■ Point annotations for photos
====================

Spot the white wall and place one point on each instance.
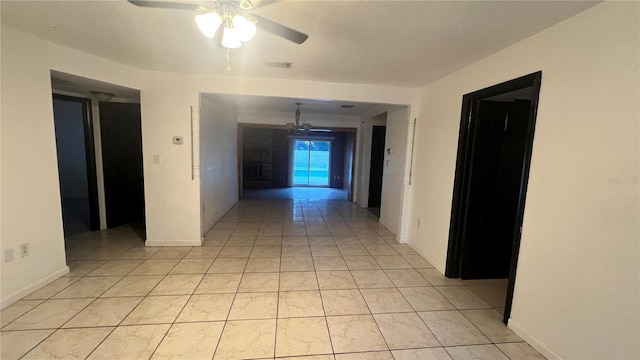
(218, 159)
(394, 168)
(30, 207)
(576, 294)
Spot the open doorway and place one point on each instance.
(376, 169)
(105, 125)
(311, 162)
(121, 134)
(76, 165)
(492, 170)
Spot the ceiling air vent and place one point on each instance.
(279, 64)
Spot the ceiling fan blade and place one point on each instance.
(165, 5)
(280, 30)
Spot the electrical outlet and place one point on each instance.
(8, 255)
(24, 249)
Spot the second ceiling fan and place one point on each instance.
(237, 27)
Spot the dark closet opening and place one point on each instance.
(492, 170)
(121, 134)
(76, 164)
(376, 169)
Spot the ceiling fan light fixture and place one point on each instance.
(209, 23)
(231, 38)
(245, 28)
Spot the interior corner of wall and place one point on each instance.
(532, 340)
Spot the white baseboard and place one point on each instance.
(8, 300)
(532, 340)
(173, 242)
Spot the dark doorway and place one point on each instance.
(122, 156)
(376, 169)
(76, 164)
(274, 164)
(492, 170)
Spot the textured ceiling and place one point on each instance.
(397, 43)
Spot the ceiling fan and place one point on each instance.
(297, 130)
(237, 27)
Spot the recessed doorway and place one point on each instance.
(311, 162)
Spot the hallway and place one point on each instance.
(274, 279)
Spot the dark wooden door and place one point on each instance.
(495, 181)
(122, 158)
(377, 165)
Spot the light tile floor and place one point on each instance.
(296, 279)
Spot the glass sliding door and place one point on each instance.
(312, 159)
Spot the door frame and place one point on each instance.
(292, 169)
(462, 181)
(90, 157)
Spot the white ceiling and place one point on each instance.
(396, 43)
(312, 106)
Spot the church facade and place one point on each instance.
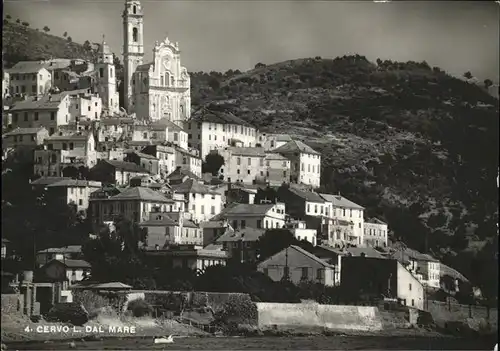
(159, 89)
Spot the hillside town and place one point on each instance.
(147, 162)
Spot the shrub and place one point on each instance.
(140, 308)
(239, 309)
(72, 312)
(91, 301)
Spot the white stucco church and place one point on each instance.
(158, 89)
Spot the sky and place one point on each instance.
(457, 36)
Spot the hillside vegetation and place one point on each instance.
(417, 147)
(22, 43)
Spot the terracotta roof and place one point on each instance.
(46, 102)
(246, 210)
(180, 173)
(169, 124)
(48, 180)
(72, 136)
(71, 263)
(307, 195)
(144, 67)
(116, 121)
(127, 166)
(75, 183)
(296, 146)
(65, 249)
(191, 186)
(143, 155)
(340, 201)
(26, 67)
(246, 151)
(247, 234)
(141, 193)
(206, 114)
(274, 156)
(375, 221)
(303, 252)
(24, 131)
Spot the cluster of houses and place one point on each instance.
(63, 117)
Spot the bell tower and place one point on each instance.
(133, 47)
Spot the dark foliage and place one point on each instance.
(213, 162)
(415, 146)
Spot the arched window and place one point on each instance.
(134, 34)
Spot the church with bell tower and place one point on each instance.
(106, 79)
(160, 89)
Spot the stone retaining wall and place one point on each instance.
(335, 317)
(12, 304)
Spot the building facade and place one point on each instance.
(155, 90)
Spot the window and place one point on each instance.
(134, 34)
(286, 272)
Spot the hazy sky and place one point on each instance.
(458, 36)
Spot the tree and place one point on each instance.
(213, 162)
(87, 46)
(273, 241)
(488, 83)
(214, 83)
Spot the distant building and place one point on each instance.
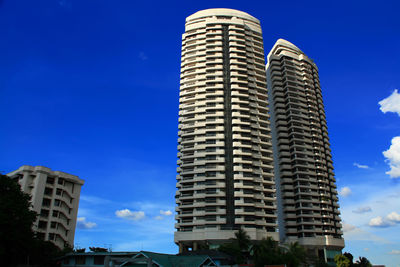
(55, 197)
(308, 209)
(133, 259)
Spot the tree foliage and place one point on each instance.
(16, 220)
(18, 244)
(264, 252)
(341, 261)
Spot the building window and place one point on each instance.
(66, 261)
(46, 202)
(98, 260)
(80, 259)
(50, 180)
(42, 225)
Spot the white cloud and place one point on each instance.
(360, 166)
(166, 212)
(130, 215)
(361, 210)
(392, 156)
(378, 222)
(391, 103)
(345, 191)
(394, 217)
(81, 223)
(348, 227)
(391, 219)
(395, 252)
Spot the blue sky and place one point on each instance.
(91, 88)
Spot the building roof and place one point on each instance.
(168, 260)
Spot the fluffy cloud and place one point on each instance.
(378, 222)
(345, 191)
(166, 212)
(360, 166)
(391, 103)
(130, 215)
(392, 156)
(361, 210)
(81, 223)
(394, 217)
(390, 220)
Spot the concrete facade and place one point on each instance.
(307, 196)
(225, 175)
(55, 197)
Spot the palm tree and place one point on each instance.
(295, 255)
(363, 262)
(267, 252)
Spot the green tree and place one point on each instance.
(363, 262)
(267, 252)
(295, 255)
(239, 247)
(350, 257)
(18, 244)
(16, 220)
(341, 261)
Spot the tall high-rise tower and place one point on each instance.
(307, 197)
(225, 163)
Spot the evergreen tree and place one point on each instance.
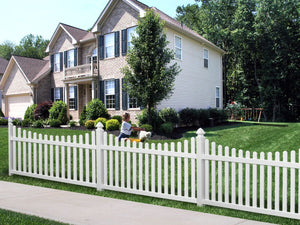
(148, 77)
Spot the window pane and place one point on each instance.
(109, 40)
(56, 62)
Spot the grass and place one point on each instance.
(241, 136)
(12, 218)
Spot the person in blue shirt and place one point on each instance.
(126, 127)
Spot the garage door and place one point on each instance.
(17, 105)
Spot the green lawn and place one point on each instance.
(240, 136)
(13, 218)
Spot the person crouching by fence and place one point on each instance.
(126, 127)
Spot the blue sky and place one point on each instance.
(19, 18)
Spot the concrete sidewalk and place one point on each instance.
(76, 208)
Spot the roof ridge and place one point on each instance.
(64, 24)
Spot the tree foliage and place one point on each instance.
(30, 46)
(261, 38)
(149, 77)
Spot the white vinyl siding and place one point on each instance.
(109, 45)
(70, 60)
(178, 47)
(205, 58)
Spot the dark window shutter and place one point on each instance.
(101, 88)
(101, 47)
(61, 61)
(66, 59)
(117, 44)
(124, 97)
(117, 94)
(52, 62)
(61, 90)
(52, 94)
(75, 57)
(124, 42)
(75, 95)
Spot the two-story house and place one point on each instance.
(86, 65)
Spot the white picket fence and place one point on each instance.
(193, 171)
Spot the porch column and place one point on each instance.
(93, 90)
(67, 97)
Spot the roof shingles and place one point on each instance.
(33, 68)
(3, 65)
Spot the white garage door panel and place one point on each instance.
(17, 105)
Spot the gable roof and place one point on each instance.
(3, 65)
(76, 34)
(170, 22)
(32, 69)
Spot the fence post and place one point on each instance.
(100, 158)
(200, 167)
(10, 146)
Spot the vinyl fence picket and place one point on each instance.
(24, 153)
(46, 156)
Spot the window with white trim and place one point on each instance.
(131, 32)
(57, 62)
(110, 101)
(205, 57)
(109, 45)
(132, 103)
(72, 97)
(178, 47)
(217, 97)
(58, 94)
(70, 60)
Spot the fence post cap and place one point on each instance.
(99, 125)
(200, 132)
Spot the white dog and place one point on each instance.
(144, 135)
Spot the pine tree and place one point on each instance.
(148, 77)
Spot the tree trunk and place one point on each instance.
(259, 87)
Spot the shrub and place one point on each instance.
(169, 115)
(147, 127)
(29, 112)
(59, 111)
(167, 128)
(96, 109)
(26, 123)
(102, 120)
(54, 123)
(3, 122)
(82, 118)
(72, 123)
(17, 122)
(38, 124)
(119, 118)
(90, 124)
(203, 117)
(112, 124)
(155, 119)
(1, 113)
(188, 116)
(42, 110)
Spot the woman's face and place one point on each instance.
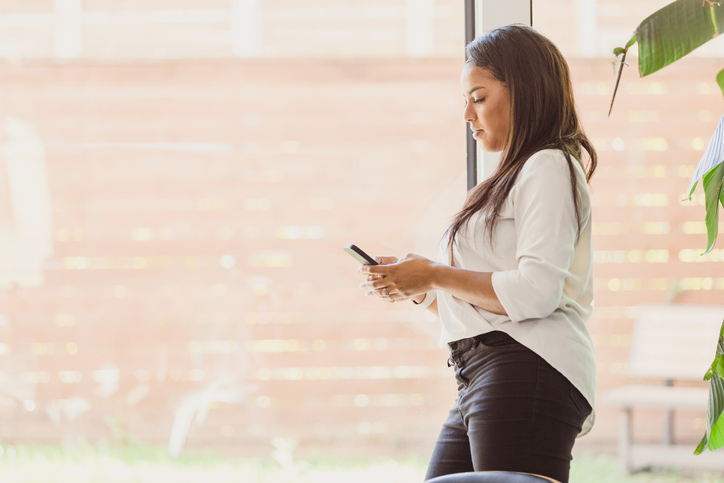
(487, 107)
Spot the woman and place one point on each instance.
(513, 283)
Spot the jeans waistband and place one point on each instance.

====================

■ TASK PROMPT
Can you edit the records above so that every "place one point" becomes "put a single point" and everything else stays the same, leaving the pictures out of your answer?

■ COMPLETE RESPONSE
Spot the white wall and put a single point on each instance.
(218, 159)
(394, 168)
(30, 207)
(576, 294)
Spot the open doorway and put a single point on each instance.
(376, 169)
(105, 125)
(311, 162)
(121, 134)
(76, 165)
(492, 170)
Spot the ceiling air vent and put a single point on each instance.
(279, 64)
Spot the ceiling fan blade and put a single point on each instance.
(165, 5)
(280, 30)
Spot the electrical outlet and put a single point on each instance.
(8, 255)
(24, 249)
Spot the second ceiling fan and put a single point on each instance.
(237, 27)
Spot the dark closet opening and put a single point on each instance.
(492, 170)
(121, 134)
(76, 164)
(376, 169)
Spot the ceiling fan light fixture and put a single point on each instance.
(209, 23)
(231, 38)
(245, 28)
Spot the interior corner of wall and put a single point on each instance.
(532, 340)
Spot the white baseboard and put a single point on each instance.
(8, 300)
(532, 340)
(173, 242)
Spot the dark doorway and put a single point on each instance.
(122, 156)
(376, 169)
(76, 164)
(274, 164)
(492, 170)
Spot the textured ceiling and put a single point on each instance.
(397, 43)
Spot the ceiling fan and put a single point on each instance.
(297, 130)
(237, 27)
Spot the recessed doorway and put a single point on each instance.
(311, 162)
Spot the hallway and put a single point on each instance.
(274, 279)
Spot the dark wooden door and put a single point on each instance.
(495, 181)
(122, 158)
(377, 165)
Spot the light tile floor and put a single point on each instance.
(296, 279)
Spot the glass sliding door and put a single point on each instance.
(312, 159)
Spot the door frame and put a single point on each instance.
(292, 169)
(462, 181)
(90, 157)
Spot the white ceiling and put a single point on each instance.
(396, 43)
(312, 106)
Spot the church facade and put a single point on each instance.
(159, 89)
Spot the hillside town and put a single point on each instance.
(147, 162)
Spot the shrub and put a single point on each instance.
(140, 308)
(239, 309)
(72, 312)
(91, 301)
Spot the white stucco church and put a single point on each instance.
(158, 89)
Spot the sky and put a single point on each instance.
(457, 36)
Spot the hillside vegetation and put a single point on each instance.
(417, 147)
(22, 43)
Spot the terracotta roof and put a single point on each instance.
(46, 102)
(246, 210)
(180, 173)
(169, 124)
(48, 180)
(72, 136)
(71, 263)
(307, 195)
(144, 67)
(116, 121)
(127, 166)
(75, 183)
(296, 146)
(65, 249)
(191, 186)
(143, 155)
(340, 201)
(26, 67)
(246, 151)
(247, 234)
(141, 193)
(206, 114)
(274, 156)
(375, 221)
(303, 252)
(24, 131)
Spot the cluster of houses and put a single point on each instance.
(63, 117)
Spot the bell tower and put a single point on each instance.
(133, 47)
Spot the dark foliage and put a single point on each instance.
(213, 162)
(415, 146)
Spot the arched window and put a single point on each instance.
(134, 34)
Spot the church with bell tower and put a single point on each instance.
(106, 79)
(160, 89)
Spot the stone retaining wall and put a single point on each instance.
(335, 317)
(12, 304)
Spot the building facade and put a single point on each instance.
(155, 90)
Spot the window and put a single point on each instance.
(134, 34)
(286, 272)
Spot the hazy sky and put a single point on each instance.
(458, 36)
Spot the tree and put a single point on each instance.
(213, 162)
(87, 46)
(273, 241)
(488, 83)
(214, 83)
Spot the distant building and put a single point on each instance.
(55, 197)
(308, 209)
(133, 259)
Spot the tree foliage and put a single point on each instance.
(16, 220)
(18, 244)
(264, 252)
(341, 261)
Spot the building window and put a single point on each instance.
(66, 261)
(46, 202)
(98, 260)
(80, 259)
(50, 180)
(42, 225)
Spot the white cloud and put a single point on each instance.
(360, 166)
(166, 212)
(130, 215)
(361, 210)
(392, 156)
(378, 222)
(391, 103)
(345, 191)
(394, 217)
(81, 223)
(348, 227)
(391, 219)
(395, 252)
Spot the blue sky and put a single point on each instance.
(91, 88)
Spot the building roof and put a single point on each instance.
(168, 260)
Spot the fluffy cloud and put a single point on each instance.
(378, 222)
(345, 191)
(166, 212)
(360, 166)
(391, 103)
(130, 215)
(392, 156)
(361, 210)
(81, 223)
(394, 217)
(390, 220)
Spot the concrete facade and put a single point on each instance.
(307, 196)
(225, 175)
(55, 197)
Spot the palm tree and put a single point on each instance.
(295, 255)
(363, 262)
(267, 252)
Spot the green tree and put a single point on each instance.
(363, 262)
(267, 252)
(295, 255)
(239, 247)
(350, 257)
(18, 244)
(16, 220)
(341, 261)
Spot the tall high-rise tower and put a single point on each instance.
(307, 197)
(225, 163)
Spot the evergreen tree and put a single point on each instance.
(148, 77)
Spot the window pane and put a single point on each instance.
(109, 40)
(56, 62)
Spot the grass and put a single point on each instance.
(241, 136)
(12, 218)
Spot the person in blue shirt and put a single point on each instance.
(126, 127)
Spot the garage door and put a single point on each instance.
(17, 105)
Spot the green lawn and put a single point on each instance.
(240, 136)
(13, 218)
Spot the person crouching by fence and put a single point on each instance.
(126, 127)
Spot the blue sky and put a single point on each instance.
(19, 18)
Spot the concrete sidewalk and put a single point on each instance.
(76, 208)
Spot the roof ridge and put a single point on each instance.
(64, 24)
Spot the tree foliage and put a single point on each instance.
(30, 46)
(261, 38)
(149, 77)
Spot the white vinyl siding and put a single point on each instance.
(109, 45)
(70, 60)
(178, 47)
(205, 58)
Spot the dark window shutter and put a single point on each instance.
(101, 88)
(101, 47)
(61, 61)
(66, 59)
(117, 44)
(124, 97)
(117, 94)
(52, 62)
(61, 90)
(52, 94)
(75, 57)
(124, 42)
(75, 95)
Spot the two-story house and put a single point on each instance.
(86, 65)
Spot the white picket fence and put a single point on each instance.
(193, 171)
Spot the porch column and put a single point on each instance.
(93, 90)
(67, 97)
Spot the roof shingles and put a single point on each instance.
(33, 68)
(3, 65)
Spot the white garage door panel and put a single point on each instance.
(17, 105)
Spot the gable roof and put a single point on each instance.
(3, 65)
(76, 34)
(170, 22)
(32, 69)
Spot the fence post and put a single point on each instance.
(100, 158)
(200, 167)
(10, 146)
Spot the vinyl fence picket and put a single point on each instance.
(24, 153)
(46, 156)
Spot the window with white trim and put a single point on each instance.
(131, 32)
(57, 62)
(110, 101)
(205, 57)
(109, 45)
(132, 103)
(72, 97)
(178, 47)
(217, 97)
(58, 94)
(70, 60)
Spot the fence post cap and put a single point on each instance.
(99, 125)
(200, 132)
Spot the white dog and put a single point on each instance.
(144, 135)
Spot the pine tree and put a single point on each instance.
(148, 77)
Spot the tree trunk and put a single point on each instance.
(259, 87)
Spot the shrub and put a single point on each instance.
(169, 115)
(147, 127)
(29, 112)
(59, 111)
(167, 128)
(96, 109)
(26, 123)
(102, 120)
(54, 123)
(3, 122)
(82, 118)
(72, 123)
(17, 122)
(38, 124)
(119, 118)
(90, 124)
(203, 117)
(112, 124)
(155, 119)
(1, 113)
(188, 116)
(42, 110)
Spot the woman's face and put a single point on each instance.
(487, 107)
Spot the woman and put a single point on each instance.
(513, 283)
Spot the jeans waistband and put a single point on each instance.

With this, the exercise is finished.